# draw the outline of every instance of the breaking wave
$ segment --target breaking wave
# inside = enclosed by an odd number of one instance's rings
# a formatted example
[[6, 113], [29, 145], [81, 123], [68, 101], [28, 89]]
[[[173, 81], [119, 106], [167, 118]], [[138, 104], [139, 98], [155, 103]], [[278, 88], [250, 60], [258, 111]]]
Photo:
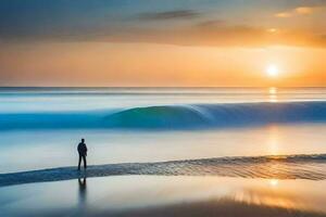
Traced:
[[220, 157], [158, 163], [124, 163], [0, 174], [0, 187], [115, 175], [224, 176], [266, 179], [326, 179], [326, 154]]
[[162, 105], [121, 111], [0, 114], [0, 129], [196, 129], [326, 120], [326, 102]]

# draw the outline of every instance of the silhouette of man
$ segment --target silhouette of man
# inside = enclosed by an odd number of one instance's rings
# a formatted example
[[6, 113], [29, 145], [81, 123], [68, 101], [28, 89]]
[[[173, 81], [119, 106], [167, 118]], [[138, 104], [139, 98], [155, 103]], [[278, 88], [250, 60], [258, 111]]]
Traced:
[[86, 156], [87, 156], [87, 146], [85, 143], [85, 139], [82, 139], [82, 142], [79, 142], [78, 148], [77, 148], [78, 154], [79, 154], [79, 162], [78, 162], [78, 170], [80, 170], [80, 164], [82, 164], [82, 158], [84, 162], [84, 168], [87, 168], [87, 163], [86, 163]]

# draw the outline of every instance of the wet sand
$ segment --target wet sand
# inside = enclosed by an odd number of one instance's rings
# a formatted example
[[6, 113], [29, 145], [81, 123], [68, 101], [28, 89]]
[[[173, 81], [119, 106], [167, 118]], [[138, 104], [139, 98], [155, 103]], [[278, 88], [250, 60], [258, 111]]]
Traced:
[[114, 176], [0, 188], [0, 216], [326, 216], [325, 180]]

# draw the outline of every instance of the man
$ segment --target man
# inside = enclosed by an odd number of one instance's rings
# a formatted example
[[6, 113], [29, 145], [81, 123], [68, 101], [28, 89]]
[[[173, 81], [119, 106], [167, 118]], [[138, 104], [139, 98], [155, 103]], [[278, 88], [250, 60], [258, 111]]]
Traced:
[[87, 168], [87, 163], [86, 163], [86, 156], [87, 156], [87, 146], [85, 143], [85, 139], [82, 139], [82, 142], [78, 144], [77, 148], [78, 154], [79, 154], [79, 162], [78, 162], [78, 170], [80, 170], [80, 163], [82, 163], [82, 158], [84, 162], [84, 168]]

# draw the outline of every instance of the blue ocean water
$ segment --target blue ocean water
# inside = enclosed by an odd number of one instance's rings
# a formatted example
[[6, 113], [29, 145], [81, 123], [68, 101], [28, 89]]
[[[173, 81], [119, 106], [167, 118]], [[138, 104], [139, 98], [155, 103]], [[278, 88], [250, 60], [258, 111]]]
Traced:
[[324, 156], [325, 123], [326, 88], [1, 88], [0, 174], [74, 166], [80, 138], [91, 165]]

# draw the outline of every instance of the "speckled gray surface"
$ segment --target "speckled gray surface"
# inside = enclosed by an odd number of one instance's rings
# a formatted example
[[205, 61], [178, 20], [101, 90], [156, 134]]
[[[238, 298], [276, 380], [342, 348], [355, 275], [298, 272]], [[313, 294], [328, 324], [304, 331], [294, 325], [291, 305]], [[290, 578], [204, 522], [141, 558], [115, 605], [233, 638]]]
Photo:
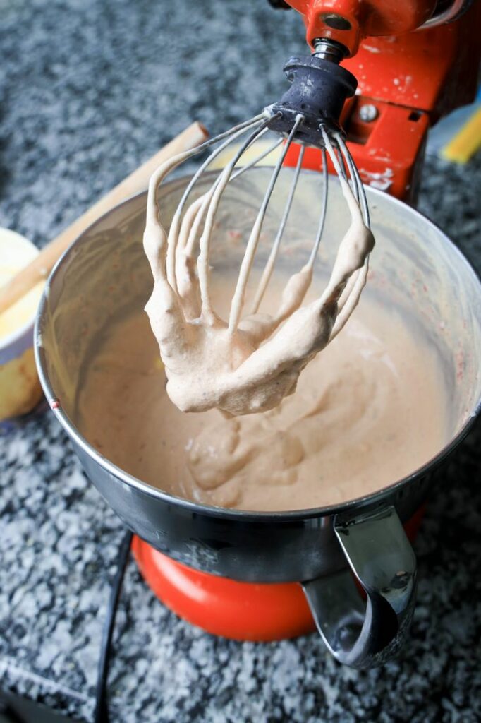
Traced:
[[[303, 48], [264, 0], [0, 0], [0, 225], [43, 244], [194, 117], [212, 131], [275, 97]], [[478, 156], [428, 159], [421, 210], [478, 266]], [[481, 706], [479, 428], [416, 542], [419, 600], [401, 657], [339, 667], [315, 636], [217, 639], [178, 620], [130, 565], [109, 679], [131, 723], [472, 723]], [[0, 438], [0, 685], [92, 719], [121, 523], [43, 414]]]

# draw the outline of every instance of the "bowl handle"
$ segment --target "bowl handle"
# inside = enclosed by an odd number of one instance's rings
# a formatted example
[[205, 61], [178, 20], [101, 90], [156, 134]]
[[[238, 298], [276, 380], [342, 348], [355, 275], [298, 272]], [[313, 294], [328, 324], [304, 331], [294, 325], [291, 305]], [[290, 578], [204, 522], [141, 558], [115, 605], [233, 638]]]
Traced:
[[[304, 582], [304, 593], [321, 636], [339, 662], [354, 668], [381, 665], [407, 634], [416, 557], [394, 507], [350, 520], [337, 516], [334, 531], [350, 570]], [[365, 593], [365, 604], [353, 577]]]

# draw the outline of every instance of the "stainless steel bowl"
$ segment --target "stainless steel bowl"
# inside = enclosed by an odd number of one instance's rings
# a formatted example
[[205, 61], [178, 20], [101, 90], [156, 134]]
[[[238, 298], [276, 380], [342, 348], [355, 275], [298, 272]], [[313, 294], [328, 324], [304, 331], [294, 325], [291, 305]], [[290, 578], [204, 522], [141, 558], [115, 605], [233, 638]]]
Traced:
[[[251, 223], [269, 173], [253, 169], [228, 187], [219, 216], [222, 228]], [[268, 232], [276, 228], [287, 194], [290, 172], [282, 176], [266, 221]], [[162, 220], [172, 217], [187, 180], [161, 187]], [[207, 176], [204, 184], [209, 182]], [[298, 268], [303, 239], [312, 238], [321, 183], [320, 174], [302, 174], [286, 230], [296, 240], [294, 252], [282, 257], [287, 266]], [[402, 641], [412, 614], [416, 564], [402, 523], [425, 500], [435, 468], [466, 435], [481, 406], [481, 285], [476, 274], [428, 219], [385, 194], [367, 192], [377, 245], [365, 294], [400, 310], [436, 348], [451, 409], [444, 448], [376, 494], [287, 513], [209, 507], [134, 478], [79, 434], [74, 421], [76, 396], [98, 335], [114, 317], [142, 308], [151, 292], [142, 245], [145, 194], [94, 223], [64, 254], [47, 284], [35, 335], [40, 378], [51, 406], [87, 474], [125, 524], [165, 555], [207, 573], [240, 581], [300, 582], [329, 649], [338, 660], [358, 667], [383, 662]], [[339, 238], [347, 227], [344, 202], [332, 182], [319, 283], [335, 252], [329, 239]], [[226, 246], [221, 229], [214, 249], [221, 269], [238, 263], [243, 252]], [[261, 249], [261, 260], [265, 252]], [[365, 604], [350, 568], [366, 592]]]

:::

#### GOAL:
Rewrite every item above with "a formatted example" changed to "a sample layout" each time it appears and all other text left as is. Leave the pictures out.

#### THE COMPLETED TASK:
# draw the outline of every instance of the breaking wave
$ segment --target breaking wave
# inside = enclosed by an odd number of one instance's rings
# a sample layout
[[6, 113], [29, 145], [81, 123], [68, 101], [28, 89]]
[[[173, 81], [119, 106], [167, 118]], [[138, 104], [139, 98], [155, 103]], [[278, 88], [250, 60], [258, 111]]]
Photo:
Traced:
[[220, 157], [158, 163], [124, 163], [0, 174], [0, 187], [115, 175], [224, 176], [266, 179], [326, 179], [326, 154]]
[[162, 105], [121, 111], [0, 114], [0, 129], [196, 129], [326, 120], [326, 102]]

# draw the outline of every instance of the silhouette of man
$ segment --target silhouette of man
# inside = enclosed by an odd number of one instance's rings
# a sample layout
[[6, 113], [29, 145], [81, 123], [68, 101], [28, 89]]
[[[173, 81], [119, 106], [167, 118]], [[138, 104], [139, 98], [155, 103]], [[278, 88], [250, 60], [258, 111]]]
Traced:
[[86, 156], [87, 156], [87, 146], [85, 143], [85, 139], [82, 139], [82, 142], [79, 142], [78, 148], [77, 148], [78, 154], [79, 154], [79, 162], [78, 162], [78, 170], [80, 170], [80, 164], [82, 164], [82, 158], [84, 162], [84, 168], [87, 168], [87, 163], [86, 163]]

# draw the outline of every instance of the wet sand
$ segment --target wet sand
# inside = enclosed by an odd number of one instance's rings
# a sample layout
[[6, 113], [29, 145], [81, 123], [68, 101], [28, 89]]
[[[173, 81], [119, 106], [167, 118]], [[138, 104], [139, 98], [155, 103]], [[278, 88], [250, 60], [258, 111]]]
Traced:
[[114, 176], [0, 188], [0, 216], [326, 216], [325, 180]]

# draw the outline of every instance of the man
$ segment --target man
# inside = enclosed by an odd number of one instance's rings
# a sample layout
[[6, 113], [29, 145], [81, 123], [68, 101], [28, 89]]
[[[173, 81], [119, 106], [167, 118]], [[138, 104], [139, 98], [155, 103]], [[278, 88], [250, 60], [258, 111]]]
Traced:
[[87, 168], [87, 163], [86, 163], [86, 156], [87, 156], [87, 146], [85, 143], [85, 139], [82, 139], [82, 142], [78, 144], [77, 148], [78, 154], [79, 154], [79, 162], [78, 162], [78, 170], [80, 170], [80, 163], [82, 163], [82, 158], [84, 162], [84, 168]]

# draw the outline of every instance of the blue ocean water
$ segment --target blue ocean water
# inside = enclosed by an odd number of one instance's rings
# a sample layout
[[6, 113], [29, 145], [81, 123], [68, 101], [28, 89]]
[[[173, 81], [119, 106], [167, 118]], [[138, 104], [139, 98], [155, 103]], [[278, 88], [250, 60], [258, 111]]]
Traced:
[[324, 156], [325, 123], [326, 88], [1, 88], [0, 174], [74, 166], [80, 138], [91, 165]]

# draw the outline of every instance of the "speckled gray surface"
$ segment --target "speckled gray surface"
# inside = enclosed by an odd number of one instance's rings
# a sample layout
[[205, 61], [178, 20], [101, 90], [156, 134]]
[[[238, 298], [276, 380], [342, 348], [355, 275], [298, 272]], [[313, 294], [328, 324], [304, 331], [294, 325], [291, 305]], [[290, 578], [204, 522], [141, 558], [115, 605], [233, 638]]]
Photo:
Traced:
[[[303, 48], [264, 0], [0, 0], [0, 225], [43, 244], [194, 117], [212, 131], [275, 97]], [[478, 156], [428, 159], [421, 210], [478, 266]], [[481, 706], [479, 428], [416, 542], [419, 600], [401, 657], [339, 667], [315, 636], [217, 639], [178, 620], [130, 565], [109, 679], [131, 723], [472, 723]], [[0, 438], [0, 685], [92, 719], [121, 523], [43, 414]]]

# draw the outline of every instance of the "bowl handle"
$ segment --target "bowl handle"
# inside = enclosed by an odd number of one instance's rings
# a sample layout
[[205, 61], [178, 20], [101, 90], [156, 134]]
[[[238, 298], [276, 380], [342, 348], [355, 275], [298, 272]], [[313, 294], [328, 324], [304, 331], [294, 325], [291, 305]], [[290, 578], [204, 522], [141, 558], [115, 605], [233, 638]]]
Traced:
[[[304, 582], [304, 593], [321, 636], [339, 662], [354, 668], [381, 665], [407, 634], [416, 557], [394, 507], [350, 520], [337, 516], [334, 531], [350, 570]], [[365, 593], [365, 604], [353, 577]]]

# draw the outline of every instance of the "stainless steel bowl"
$ segment --target "stainless steel bowl"
# inside = enclosed by an odd number of one instance's rings
# a sample layout
[[205, 61], [178, 20], [101, 90], [156, 134]]
[[[238, 298], [276, 380], [342, 348], [355, 275], [298, 272]], [[313, 294], [328, 324], [304, 331], [294, 325], [291, 305]], [[290, 578], [204, 522], [141, 558], [115, 605], [233, 638]]]
Traced:
[[[251, 223], [269, 173], [253, 169], [228, 187], [219, 216], [222, 228]], [[268, 232], [276, 228], [287, 194], [290, 172], [282, 176], [266, 221]], [[162, 220], [172, 217], [187, 180], [161, 187]], [[207, 176], [204, 184], [209, 182]], [[298, 268], [303, 239], [312, 238], [321, 183], [320, 174], [302, 174], [286, 230], [296, 240], [294, 252], [282, 257], [287, 266]], [[402, 641], [412, 614], [416, 564], [402, 523], [425, 500], [435, 468], [466, 435], [481, 406], [481, 285], [476, 274], [428, 219], [385, 194], [367, 192], [377, 245], [365, 294], [400, 310], [436, 348], [451, 409], [444, 448], [376, 494], [287, 513], [209, 507], [134, 478], [79, 434], [74, 421], [76, 396], [98, 335], [114, 317], [142, 308], [151, 292], [142, 245], [145, 194], [94, 223], [64, 254], [47, 284], [35, 335], [40, 378], [51, 406], [87, 474], [125, 524], [165, 555], [207, 573], [240, 581], [300, 582], [329, 649], [338, 660], [358, 667], [383, 662]], [[339, 238], [347, 227], [344, 202], [332, 182], [319, 283], [335, 252], [329, 239]], [[226, 246], [221, 229], [214, 249], [221, 269], [238, 263], [243, 252]], [[261, 249], [261, 260], [265, 252]], [[365, 604], [350, 568], [366, 592]]]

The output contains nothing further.